++++ EXERCISE DATA

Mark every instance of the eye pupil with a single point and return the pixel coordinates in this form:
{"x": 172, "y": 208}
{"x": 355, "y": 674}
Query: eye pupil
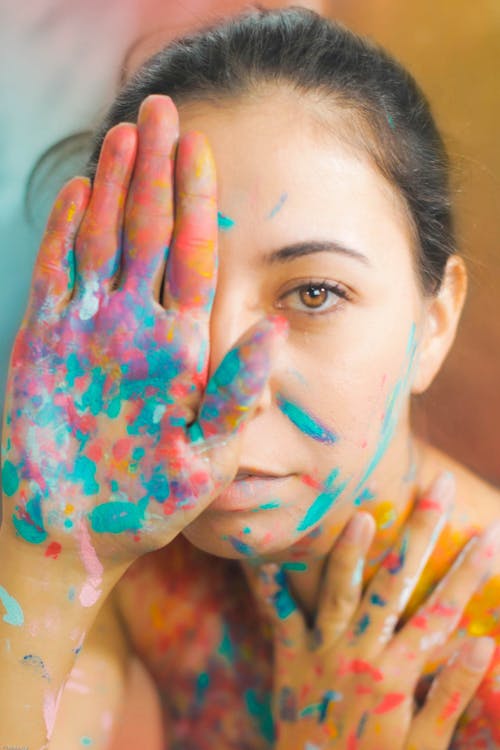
{"x": 313, "y": 296}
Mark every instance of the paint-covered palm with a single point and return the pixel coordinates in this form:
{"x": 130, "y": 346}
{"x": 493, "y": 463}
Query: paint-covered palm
{"x": 110, "y": 424}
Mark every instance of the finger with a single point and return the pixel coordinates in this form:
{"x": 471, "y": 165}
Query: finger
{"x": 274, "y": 596}
{"x": 341, "y": 589}
{"x": 235, "y": 387}
{"x": 434, "y": 622}
{"x": 433, "y": 727}
{"x": 53, "y": 274}
{"x": 389, "y": 592}
{"x": 99, "y": 239}
{"x": 149, "y": 208}
{"x": 191, "y": 267}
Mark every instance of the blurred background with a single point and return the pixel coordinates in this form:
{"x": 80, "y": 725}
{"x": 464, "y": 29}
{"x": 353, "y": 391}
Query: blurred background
{"x": 61, "y": 62}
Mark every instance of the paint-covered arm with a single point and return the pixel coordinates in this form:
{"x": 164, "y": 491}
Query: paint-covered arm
{"x": 349, "y": 683}
{"x": 113, "y": 439}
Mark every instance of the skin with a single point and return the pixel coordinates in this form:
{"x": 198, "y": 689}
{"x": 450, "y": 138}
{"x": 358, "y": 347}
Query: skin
{"x": 324, "y": 424}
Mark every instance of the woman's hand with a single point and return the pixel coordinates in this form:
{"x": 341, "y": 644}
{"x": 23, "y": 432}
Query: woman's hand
{"x": 111, "y": 429}
{"x": 349, "y": 683}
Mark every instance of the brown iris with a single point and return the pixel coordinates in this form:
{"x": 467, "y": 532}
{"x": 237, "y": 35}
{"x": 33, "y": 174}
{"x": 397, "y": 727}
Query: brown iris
{"x": 313, "y": 296}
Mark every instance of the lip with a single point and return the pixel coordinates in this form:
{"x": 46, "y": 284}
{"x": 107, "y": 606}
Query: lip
{"x": 248, "y": 492}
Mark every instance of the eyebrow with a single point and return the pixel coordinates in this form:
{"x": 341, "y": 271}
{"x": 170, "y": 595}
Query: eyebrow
{"x": 308, "y": 247}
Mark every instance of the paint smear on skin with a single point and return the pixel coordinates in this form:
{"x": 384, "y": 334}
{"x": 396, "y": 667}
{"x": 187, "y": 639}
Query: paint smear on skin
{"x": 278, "y": 206}
{"x": 362, "y": 725}
{"x": 260, "y": 709}
{"x": 297, "y": 566}
{"x": 90, "y": 591}
{"x": 357, "y": 576}
{"x": 239, "y": 546}
{"x": 389, "y": 702}
{"x": 13, "y": 612}
{"x": 323, "y": 502}
{"x": 306, "y": 423}
{"x": 10, "y": 479}
{"x": 450, "y": 708}
{"x": 365, "y": 496}
{"x": 391, "y": 416}
{"x": 50, "y": 706}
{"x": 53, "y": 550}
{"x": 35, "y": 662}
{"x": 362, "y": 625}
{"x": 90, "y": 300}
{"x": 224, "y": 222}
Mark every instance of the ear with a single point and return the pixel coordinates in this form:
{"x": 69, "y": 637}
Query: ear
{"x": 442, "y": 315}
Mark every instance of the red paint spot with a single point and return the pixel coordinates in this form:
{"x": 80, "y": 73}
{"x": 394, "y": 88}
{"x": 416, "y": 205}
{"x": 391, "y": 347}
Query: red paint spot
{"x": 310, "y": 481}
{"x": 53, "y": 550}
{"x": 360, "y": 690}
{"x": 420, "y": 621}
{"x": 358, "y": 666}
{"x": 451, "y": 707}
{"x": 389, "y": 702}
{"x": 122, "y": 448}
{"x": 428, "y": 503}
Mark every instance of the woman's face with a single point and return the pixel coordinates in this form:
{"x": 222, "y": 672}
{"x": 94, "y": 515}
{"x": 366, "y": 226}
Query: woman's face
{"x": 311, "y": 230}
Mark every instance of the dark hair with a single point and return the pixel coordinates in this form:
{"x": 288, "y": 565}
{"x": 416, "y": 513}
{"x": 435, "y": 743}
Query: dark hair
{"x": 315, "y": 56}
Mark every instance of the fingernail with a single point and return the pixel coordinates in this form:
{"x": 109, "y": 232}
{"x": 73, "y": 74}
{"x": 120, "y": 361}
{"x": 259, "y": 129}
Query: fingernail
{"x": 477, "y": 653}
{"x": 488, "y": 543}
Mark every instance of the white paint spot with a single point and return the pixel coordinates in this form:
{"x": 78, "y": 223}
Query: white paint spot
{"x": 90, "y": 301}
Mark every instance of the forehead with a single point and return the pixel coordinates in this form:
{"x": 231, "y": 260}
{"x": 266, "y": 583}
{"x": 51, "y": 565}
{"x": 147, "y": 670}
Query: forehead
{"x": 282, "y": 176}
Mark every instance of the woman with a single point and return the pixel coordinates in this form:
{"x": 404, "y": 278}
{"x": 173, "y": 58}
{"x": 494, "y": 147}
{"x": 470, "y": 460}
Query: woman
{"x": 128, "y": 395}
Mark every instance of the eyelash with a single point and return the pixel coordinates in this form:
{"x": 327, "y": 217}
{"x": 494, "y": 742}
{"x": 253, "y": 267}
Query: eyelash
{"x": 339, "y": 291}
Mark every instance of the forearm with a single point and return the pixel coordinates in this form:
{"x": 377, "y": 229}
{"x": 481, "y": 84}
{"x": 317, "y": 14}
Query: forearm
{"x": 47, "y": 609}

++++++++

__WHAT THE TASK ASKS__. Repeat word for word the lines above that run from the line containing "Mark every instance of the lip" through the line containing "Mark every instance of the woman's face", both ends included, and nothing else.

__ANSWER SPACE__.
Mark every instance of the lip with a single point and return the pixel coordinates in this form:
{"x": 46, "y": 284}
{"x": 107, "y": 606}
Query: lip
{"x": 248, "y": 492}
Mark every instance of the eyebrow with a single point and return the pixel coordinates in this form:
{"x": 341, "y": 271}
{"x": 170, "y": 595}
Query: eyebrow
{"x": 308, "y": 247}
Mark every instance of the paint smear on skin with a single point and return the pixel coordinates in this form:
{"x": 384, "y": 334}
{"x": 396, "y": 667}
{"x": 187, "y": 639}
Query: paint smear on skin
{"x": 278, "y": 206}
{"x": 362, "y": 725}
{"x": 260, "y": 709}
{"x": 297, "y": 566}
{"x": 90, "y": 591}
{"x": 357, "y": 576}
{"x": 239, "y": 546}
{"x": 389, "y": 702}
{"x": 13, "y": 612}
{"x": 323, "y": 502}
{"x": 306, "y": 423}
{"x": 10, "y": 479}
{"x": 450, "y": 708}
{"x": 365, "y": 496}
{"x": 391, "y": 416}
{"x": 50, "y": 706}
{"x": 53, "y": 550}
{"x": 35, "y": 662}
{"x": 362, "y": 625}
{"x": 90, "y": 300}
{"x": 224, "y": 222}
Mark every instance of the ear with a single point and return the pixel coordinates in this form:
{"x": 69, "y": 637}
Query: ear
{"x": 442, "y": 315}
Mark every instance of the red paint spot with a single point and return the pixel coordinates in this form:
{"x": 80, "y": 73}
{"x": 394, "y": 88}
{"x": 416, "y": 205}
{"x": 391, "y": 347}
Query: red paint spot
{"x": 310, "y": 481}
{"x": 53, "y": 550}
{"x": 360, "y": 690}
{"x": 420, "y": 621}
{"x": 358, "y": 666}
{"x": 451, "y": 707}
{"x": 389, "y": 702}
{"x": 122, "y": 448}
{"x": 428, "y": 503}
Mark every instance of the woman's face with a single point and return the pixel coordinates in this form:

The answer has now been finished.